> Exercice proposé 1:
Recopiez telles quelles les lignes des enregistrements, depuis la ligne qui contient « request: segment every instance of the container » jusqu'à la fin des enregistrements, bornes incluses.

> Extrait du document:
========

32Le mouvement de mythologisation propre aux religions se réalise par projection et objectivation. Dès que le mythe oublie ce qu’il est lui-même originairement, c’est-à-dire un effort de la puissance imaginative et intellectuelle de l’homme pour penser son impuissance (c’est-à-dire le fait qu’il ne dispose pas fondamentalement de lui-même), « il objective l’Au-delà en en-deçà ». Ainsi, la mythologisation n’est pas seulement produite par la rêverie poétique, mais aussi bien par la rationalisation théologique et par la pratique cultuelle du « service religieux », en tant que toutes les trois font de Dieu un objet dont on peut disposer d’une manière ou d’une autre. C’est ainsi à une tentation permanente, impliquée dans la réalité et la situation humaine, que doit sans cesse résister l’effort de démythologisation, sans lequel la foi se dégrade en une religion, qui contredit sa prétention d’être relation effective à Dieu. Il y a chez ce théologien une critique radicale de toute religion en tant qu’elle est d’initiative humaine et, comme telle, toujours susceptible de rester prisonnière de l’idôlatrie.

========

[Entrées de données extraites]
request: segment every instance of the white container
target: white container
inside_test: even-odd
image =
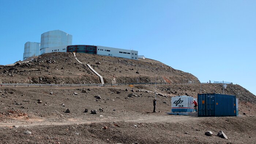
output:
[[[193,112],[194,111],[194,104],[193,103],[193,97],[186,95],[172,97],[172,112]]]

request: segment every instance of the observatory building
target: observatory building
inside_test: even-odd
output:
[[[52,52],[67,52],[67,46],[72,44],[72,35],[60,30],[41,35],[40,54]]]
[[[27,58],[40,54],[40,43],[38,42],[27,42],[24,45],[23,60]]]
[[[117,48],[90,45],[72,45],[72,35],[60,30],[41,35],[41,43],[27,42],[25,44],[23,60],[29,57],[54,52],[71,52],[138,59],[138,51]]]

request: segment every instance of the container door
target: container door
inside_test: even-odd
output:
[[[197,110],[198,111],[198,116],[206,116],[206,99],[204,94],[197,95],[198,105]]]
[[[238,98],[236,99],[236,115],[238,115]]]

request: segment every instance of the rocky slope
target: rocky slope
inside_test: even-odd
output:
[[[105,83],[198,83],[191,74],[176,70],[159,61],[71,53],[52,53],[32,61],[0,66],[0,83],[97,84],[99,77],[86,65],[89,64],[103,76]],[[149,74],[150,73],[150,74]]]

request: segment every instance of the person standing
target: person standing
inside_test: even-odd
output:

========

> Exercice proposé 2:
Prolongez le passage sur la démythologisation et la critique de la religion au-delà de sa dernière phrase.

> Résultat obtenu 1:
request: segment every instance of the container door
target: container door
inside_test: even-odd
output:
[[[197,110],[198,111],[198,116],[206,116],[206,99],[204,94],[197,95],[198,105]]]
[[[238,98],[236,99],[236,115],[238,115]]]

request: segment every instance of the rocky slope
target: rocky slope
inside_test: even-odd
output:
[[[105,83],[198,83],[191,74],[176,70],[159,61],[71,53],[52,53],[32,61],[0,66],[0,83],[97,84],[99,77],[86,65],[89,64],[103,76]],[[149,74],[150,73],[150,74]]]

request: segment every instance of the person standing
target: person standing
inside_test: even-odd
output:

> Résultat obtenu 2:
33On aperçoit comment ces points (« humanisme » utilitariste et mythologisant de la religion comme institution – nécessité de démythologisation, c’est-à-dire de l’effort pour se rapporter à Dieu comme au Tout-Autre, effort de chaque instant aussi long que l’existence et qui est ce qu’il y a de plus religieux dans la foi elle-même), peuvent être comparés avec ce que nous avons trouvé dans l’Euthyphron.
34La différence, cependant, est que, dans l’Euthyphron, l’apophatisme n’est pas exposé explicitement comme une théorie et que le concept n’en est pas formulé : le texte se contente, en réfutant toute possibilité de se rapporter à la Divinité comme à un objet particulier (de savoir, de savoir-faire, de traitement ou de commerce en général), d’indiquer qu’on peut et doit concevoir la piété comme autre chose qu’un rapport de cette espèce, ou comme un rapport à autre chose qu’à un objet de cette espèce.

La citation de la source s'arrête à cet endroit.